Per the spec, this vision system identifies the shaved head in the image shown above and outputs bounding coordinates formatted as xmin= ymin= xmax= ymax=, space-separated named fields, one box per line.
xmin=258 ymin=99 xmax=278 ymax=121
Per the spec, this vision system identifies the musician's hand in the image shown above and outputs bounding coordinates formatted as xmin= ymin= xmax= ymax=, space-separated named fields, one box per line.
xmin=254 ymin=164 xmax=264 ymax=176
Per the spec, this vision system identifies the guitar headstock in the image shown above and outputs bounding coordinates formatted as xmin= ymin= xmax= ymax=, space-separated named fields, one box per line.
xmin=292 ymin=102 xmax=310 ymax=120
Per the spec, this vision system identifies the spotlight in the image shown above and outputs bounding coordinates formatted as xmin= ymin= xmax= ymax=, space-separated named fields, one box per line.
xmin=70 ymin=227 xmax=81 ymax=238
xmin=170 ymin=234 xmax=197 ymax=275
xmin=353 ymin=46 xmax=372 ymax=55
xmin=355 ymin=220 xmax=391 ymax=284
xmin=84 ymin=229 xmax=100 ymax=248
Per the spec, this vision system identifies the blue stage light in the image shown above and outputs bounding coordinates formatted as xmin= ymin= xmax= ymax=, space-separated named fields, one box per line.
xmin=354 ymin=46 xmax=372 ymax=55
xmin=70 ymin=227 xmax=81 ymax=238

Work to be completed: Begin with the line that contains "Per the spec, this vision system identifies the musician's" and end with the last line of the records; set down every line in that span exactly, and nothing else.

Problem solution:
Per the spec, this vision system identifies the musician's hand in the image shown above and outputs bounding coordinates formatted as xmin= ymin= xmax= ymax=, space-separated named fields, one box per line.
xmin=254 ymin=164 xmax=264 ymax=176
Per the spec, this vision system identifies the guitar headstock in the image shown above and outputs bounding coordinates formatted as xmin= ymin= xmax= ymax=, space-separated named fields, one box per line.
xmin=292 ymin=102 xmax=310 ymax=120
Per the spec, this vision system identifies the spotlight in the image shown above and outputs bounding coordinates formatted as xmin= ymin= xmax= ymax=, space-separated named fields, one box per line.
xmin=70 ymin=227 xmax=81 ymax=238
xmin=170 ymin=234 xmax=197 ymax=275
xmin=353 ymin=46 xmax=372 ymax=55
xmin=355 ymin=220 xmax=391 ymax=284
xmin=84 ymin=229 xmax=100 ymax=248
Per the spec, this vision system identifies the blue stage light in the image shown above and outputs bounding coordinates formatted as xmin= ymin= xmax= ymax=, space-separated named fields, one box per line.
xmin=354 ymin=46 xmax=372 ymax=55
xmin=70 ymin=227 xmax=81 ymax=238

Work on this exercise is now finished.